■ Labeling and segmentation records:
- - -
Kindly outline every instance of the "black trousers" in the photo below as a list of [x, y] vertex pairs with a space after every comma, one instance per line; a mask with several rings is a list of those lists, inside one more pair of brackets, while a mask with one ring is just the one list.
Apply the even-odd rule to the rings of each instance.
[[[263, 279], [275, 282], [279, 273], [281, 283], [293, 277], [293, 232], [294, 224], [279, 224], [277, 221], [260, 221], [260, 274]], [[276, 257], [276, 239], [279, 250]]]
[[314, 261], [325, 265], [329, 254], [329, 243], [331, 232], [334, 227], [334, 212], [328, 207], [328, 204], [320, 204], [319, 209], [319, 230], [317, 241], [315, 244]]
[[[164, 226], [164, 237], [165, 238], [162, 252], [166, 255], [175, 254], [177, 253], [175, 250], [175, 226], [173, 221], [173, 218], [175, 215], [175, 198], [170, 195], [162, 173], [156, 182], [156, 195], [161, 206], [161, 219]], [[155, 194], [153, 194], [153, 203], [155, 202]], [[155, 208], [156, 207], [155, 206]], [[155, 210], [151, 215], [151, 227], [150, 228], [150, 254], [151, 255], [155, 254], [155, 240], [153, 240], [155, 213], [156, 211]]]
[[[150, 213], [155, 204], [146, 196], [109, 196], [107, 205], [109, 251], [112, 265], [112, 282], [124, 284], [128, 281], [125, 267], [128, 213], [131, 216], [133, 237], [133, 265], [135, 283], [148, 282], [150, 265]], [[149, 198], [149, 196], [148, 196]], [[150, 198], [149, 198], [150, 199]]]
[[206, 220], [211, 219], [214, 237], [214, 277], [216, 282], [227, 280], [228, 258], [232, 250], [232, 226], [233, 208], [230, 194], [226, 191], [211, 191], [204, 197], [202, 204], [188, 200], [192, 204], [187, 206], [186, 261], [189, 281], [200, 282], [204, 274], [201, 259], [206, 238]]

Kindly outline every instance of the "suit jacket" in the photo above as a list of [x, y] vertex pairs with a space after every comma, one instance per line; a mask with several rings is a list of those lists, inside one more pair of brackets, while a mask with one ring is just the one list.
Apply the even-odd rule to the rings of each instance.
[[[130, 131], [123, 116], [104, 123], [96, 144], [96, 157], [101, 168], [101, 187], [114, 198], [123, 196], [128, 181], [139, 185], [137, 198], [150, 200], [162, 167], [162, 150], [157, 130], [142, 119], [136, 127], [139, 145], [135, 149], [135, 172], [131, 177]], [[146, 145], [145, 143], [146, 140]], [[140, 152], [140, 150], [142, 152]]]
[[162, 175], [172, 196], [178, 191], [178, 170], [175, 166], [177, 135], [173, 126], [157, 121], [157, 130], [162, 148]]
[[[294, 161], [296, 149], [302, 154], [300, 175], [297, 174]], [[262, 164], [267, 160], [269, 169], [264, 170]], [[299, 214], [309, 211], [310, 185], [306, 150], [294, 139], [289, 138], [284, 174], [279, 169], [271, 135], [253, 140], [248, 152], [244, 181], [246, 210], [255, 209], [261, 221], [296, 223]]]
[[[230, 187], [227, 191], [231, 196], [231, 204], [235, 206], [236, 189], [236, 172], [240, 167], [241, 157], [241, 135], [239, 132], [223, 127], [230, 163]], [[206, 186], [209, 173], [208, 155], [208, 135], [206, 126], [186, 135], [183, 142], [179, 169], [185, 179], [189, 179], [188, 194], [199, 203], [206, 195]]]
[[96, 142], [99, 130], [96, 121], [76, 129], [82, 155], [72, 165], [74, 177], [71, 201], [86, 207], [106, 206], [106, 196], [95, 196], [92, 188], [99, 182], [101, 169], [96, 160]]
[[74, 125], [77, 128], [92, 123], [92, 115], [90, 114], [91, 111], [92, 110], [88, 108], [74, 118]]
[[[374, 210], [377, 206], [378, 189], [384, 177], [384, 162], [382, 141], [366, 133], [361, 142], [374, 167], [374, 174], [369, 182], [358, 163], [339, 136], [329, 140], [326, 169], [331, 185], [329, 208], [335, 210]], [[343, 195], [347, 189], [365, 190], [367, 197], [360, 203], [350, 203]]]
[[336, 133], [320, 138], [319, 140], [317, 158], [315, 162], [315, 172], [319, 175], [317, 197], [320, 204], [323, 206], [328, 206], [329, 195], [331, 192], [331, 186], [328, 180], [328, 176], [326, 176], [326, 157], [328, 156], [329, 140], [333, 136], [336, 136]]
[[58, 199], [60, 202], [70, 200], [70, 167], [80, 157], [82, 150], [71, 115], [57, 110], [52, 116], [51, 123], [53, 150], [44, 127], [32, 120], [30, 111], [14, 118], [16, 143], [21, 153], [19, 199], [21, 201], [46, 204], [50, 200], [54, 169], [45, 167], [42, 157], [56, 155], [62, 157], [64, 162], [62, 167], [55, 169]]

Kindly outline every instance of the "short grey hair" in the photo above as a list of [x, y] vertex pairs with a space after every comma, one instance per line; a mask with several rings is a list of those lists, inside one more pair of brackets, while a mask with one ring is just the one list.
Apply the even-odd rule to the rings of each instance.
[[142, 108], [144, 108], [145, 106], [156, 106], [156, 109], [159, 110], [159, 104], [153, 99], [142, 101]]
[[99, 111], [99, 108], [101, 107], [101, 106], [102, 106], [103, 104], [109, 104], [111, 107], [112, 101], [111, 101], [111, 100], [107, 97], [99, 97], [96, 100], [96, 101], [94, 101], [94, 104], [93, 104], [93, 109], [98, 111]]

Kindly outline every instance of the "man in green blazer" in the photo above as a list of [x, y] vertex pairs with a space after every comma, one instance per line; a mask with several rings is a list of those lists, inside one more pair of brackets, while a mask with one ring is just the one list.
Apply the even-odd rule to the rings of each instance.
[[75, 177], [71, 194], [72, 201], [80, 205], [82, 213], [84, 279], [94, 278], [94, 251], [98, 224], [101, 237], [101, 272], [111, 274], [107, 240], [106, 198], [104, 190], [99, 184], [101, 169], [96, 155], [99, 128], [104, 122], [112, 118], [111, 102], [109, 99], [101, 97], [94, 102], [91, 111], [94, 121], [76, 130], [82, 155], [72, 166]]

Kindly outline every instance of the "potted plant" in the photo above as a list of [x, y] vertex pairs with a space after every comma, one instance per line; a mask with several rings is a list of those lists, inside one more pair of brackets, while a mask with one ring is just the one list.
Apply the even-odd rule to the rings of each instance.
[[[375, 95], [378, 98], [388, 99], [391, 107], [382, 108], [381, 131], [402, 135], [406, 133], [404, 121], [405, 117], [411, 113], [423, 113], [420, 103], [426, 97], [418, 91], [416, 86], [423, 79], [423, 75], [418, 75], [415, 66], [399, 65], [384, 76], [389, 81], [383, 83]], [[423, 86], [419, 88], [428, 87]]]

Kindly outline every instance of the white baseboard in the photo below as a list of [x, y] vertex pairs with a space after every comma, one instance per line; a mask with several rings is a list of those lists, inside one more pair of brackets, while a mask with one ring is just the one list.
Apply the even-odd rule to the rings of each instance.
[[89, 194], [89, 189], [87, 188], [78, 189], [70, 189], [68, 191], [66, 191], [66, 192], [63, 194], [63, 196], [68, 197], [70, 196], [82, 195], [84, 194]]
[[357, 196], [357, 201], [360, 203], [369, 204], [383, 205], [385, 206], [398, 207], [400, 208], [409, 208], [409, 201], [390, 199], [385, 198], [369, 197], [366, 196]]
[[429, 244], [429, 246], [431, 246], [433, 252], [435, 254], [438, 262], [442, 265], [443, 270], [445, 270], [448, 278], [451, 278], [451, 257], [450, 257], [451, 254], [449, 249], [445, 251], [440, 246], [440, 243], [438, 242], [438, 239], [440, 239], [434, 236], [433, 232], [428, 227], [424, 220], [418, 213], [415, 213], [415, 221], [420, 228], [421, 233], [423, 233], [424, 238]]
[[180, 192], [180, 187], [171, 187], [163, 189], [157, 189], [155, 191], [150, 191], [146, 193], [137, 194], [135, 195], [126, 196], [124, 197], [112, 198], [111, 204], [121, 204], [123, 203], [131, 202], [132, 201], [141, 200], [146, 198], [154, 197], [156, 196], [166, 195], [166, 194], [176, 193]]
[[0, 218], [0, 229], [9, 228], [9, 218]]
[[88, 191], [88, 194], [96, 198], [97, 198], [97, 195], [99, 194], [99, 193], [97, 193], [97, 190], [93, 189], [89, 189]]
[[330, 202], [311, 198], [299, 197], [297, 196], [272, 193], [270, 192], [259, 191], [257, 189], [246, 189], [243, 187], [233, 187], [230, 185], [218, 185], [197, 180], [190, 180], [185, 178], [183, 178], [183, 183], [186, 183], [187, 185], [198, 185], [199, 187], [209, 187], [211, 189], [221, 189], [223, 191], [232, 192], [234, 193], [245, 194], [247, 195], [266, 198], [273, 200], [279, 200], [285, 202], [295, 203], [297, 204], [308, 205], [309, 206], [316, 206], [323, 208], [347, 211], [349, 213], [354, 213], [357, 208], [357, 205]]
- - -
■ Task prompt: Find each line in the records that contains the string "above", matching case, and copy those lines.

■ Final result:
Kindly outline every instance of the "suit jacket" in the photo above as a list of [x, y] vertex pairs with a space after every comma, one instance per line; a mask with several rings is a list of those lists, inside one more pair of brackets, while a mask with one ring is just the one list.
Kindly outline every instance of the "short grey hair" in the photo above as a list of [x, y] vertex pairs with a space after every comma, one instance per line; a mask with several rings is a list of those lists, inside one more pair of brackets, while a mask with one ring is just the one list.
Kindly outline every instance of the "man in green blazer" in the photo above as a list of [x, y] vertex pairs with a space after every comma, one instance per line; a mask with several rings is a list of those lists, inside one more pair of brackets, while a mask with one ring is just the one list.
Kindly outline every instance of the "potted plant" in the photo above as a list of [x, y] vertex pairs with a space after every comma, one instance per line; a mask with several rings is a list of those lists, inside one more pair of brackets, while a mask with one ring is just the one list.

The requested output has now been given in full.